PROBLEM TO SOLVE: Reproduce every line of the listing below, requests included, from the line containing "TARGET: green shrub" up to and including the last line of the listing. In the answers, shift each x and y point coordinate by -134.

Rows from a dataset:
┌──

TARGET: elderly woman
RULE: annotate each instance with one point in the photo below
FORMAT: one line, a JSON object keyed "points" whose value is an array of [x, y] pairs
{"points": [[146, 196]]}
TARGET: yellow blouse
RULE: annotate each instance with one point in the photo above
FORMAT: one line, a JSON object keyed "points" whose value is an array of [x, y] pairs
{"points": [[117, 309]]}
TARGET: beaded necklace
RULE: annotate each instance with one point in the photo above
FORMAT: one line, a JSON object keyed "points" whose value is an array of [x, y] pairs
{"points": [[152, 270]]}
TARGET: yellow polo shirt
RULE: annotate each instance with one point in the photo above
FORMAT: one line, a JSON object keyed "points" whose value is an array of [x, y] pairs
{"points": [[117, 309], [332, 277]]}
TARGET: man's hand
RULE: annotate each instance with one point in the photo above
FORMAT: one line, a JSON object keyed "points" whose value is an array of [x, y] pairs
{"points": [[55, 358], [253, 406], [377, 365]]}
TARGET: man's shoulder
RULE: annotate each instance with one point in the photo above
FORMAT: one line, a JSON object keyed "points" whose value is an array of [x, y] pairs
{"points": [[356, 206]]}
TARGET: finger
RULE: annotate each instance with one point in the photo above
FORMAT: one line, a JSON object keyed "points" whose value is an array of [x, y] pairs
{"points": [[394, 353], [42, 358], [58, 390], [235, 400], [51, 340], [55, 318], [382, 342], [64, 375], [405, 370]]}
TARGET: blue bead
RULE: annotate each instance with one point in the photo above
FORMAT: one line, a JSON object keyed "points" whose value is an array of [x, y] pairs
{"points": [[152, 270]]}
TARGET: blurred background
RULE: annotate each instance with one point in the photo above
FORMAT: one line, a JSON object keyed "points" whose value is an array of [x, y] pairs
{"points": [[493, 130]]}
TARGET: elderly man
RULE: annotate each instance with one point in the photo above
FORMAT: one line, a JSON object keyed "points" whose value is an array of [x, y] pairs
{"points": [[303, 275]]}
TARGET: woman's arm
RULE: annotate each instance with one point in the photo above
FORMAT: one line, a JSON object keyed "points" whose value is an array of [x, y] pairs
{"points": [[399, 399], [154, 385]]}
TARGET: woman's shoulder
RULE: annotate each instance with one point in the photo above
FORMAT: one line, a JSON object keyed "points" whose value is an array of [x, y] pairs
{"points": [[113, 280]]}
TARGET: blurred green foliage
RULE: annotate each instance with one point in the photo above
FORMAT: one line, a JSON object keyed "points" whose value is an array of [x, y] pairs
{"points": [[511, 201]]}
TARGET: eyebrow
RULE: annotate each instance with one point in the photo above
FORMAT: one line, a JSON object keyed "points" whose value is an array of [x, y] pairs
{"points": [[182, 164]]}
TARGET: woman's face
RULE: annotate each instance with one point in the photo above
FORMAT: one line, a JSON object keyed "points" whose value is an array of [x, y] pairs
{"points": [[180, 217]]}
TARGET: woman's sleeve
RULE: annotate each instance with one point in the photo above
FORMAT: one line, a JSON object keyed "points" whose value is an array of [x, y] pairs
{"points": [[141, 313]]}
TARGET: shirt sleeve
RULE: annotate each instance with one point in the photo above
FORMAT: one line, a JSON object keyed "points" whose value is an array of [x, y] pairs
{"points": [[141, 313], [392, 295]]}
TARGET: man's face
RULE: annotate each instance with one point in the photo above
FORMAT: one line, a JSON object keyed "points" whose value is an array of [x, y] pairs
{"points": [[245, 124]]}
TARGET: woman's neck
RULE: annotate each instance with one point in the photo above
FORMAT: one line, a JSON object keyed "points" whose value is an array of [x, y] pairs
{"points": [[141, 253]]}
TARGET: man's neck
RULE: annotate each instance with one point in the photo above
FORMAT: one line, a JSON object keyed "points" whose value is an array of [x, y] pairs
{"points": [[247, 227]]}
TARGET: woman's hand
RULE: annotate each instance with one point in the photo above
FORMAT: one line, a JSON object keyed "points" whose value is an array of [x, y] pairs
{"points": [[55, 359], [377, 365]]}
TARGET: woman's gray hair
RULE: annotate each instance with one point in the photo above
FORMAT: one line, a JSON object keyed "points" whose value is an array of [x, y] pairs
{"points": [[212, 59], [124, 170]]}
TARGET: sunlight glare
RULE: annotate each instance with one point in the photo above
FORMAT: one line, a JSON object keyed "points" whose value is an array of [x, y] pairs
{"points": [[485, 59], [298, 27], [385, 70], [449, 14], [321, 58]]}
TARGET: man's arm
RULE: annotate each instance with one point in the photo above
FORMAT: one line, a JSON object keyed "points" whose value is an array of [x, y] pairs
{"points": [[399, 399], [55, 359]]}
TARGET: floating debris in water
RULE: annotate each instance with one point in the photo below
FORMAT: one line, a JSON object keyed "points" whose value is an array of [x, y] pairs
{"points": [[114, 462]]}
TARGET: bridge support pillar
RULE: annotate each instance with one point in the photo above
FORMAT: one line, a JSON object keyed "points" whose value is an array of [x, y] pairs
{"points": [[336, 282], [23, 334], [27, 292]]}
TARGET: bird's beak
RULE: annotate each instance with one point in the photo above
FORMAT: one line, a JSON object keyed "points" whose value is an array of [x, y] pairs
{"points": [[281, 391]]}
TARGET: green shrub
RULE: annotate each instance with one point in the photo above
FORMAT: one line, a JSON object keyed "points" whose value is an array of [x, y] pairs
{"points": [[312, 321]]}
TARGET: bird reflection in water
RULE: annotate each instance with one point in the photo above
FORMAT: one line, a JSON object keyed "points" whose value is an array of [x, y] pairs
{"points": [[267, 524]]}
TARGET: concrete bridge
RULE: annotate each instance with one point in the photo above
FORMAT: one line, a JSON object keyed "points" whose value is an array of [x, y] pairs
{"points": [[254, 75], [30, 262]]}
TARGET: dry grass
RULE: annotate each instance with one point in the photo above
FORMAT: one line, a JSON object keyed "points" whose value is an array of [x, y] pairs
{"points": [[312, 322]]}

└──

IN RESPONSE:
TARGET: green shrub
RULE: annotate each instance with one point in the photo above
FORMAT: one line, a JSON object keyed "points" whose value is an array of [x, y] pairs
{"points": [[178, 187]]}
TARGET: bird reflection in water
RULE: annotate each instance with one point in the photo above
FORMAT: one line, a JSON object keyed "points" whose value is an array of [x, y] pairs
{"points": [[133, 390]]}
TARGET: concrete bridge
RULE: annotate each instance with one point in the photo above
FORMAT: one line, a JSON object keyed "points" whose value is an array of [x, y] pairs
{"points": [[120, -59], [-104, 128]]}
TARGET: dry grass
RULE: annotate each instance with one point in the photo above
FORMAT: one line, a JSON object keyed "points" whose value is an array of [x, y] pairs
{"points": [[178, 188]]}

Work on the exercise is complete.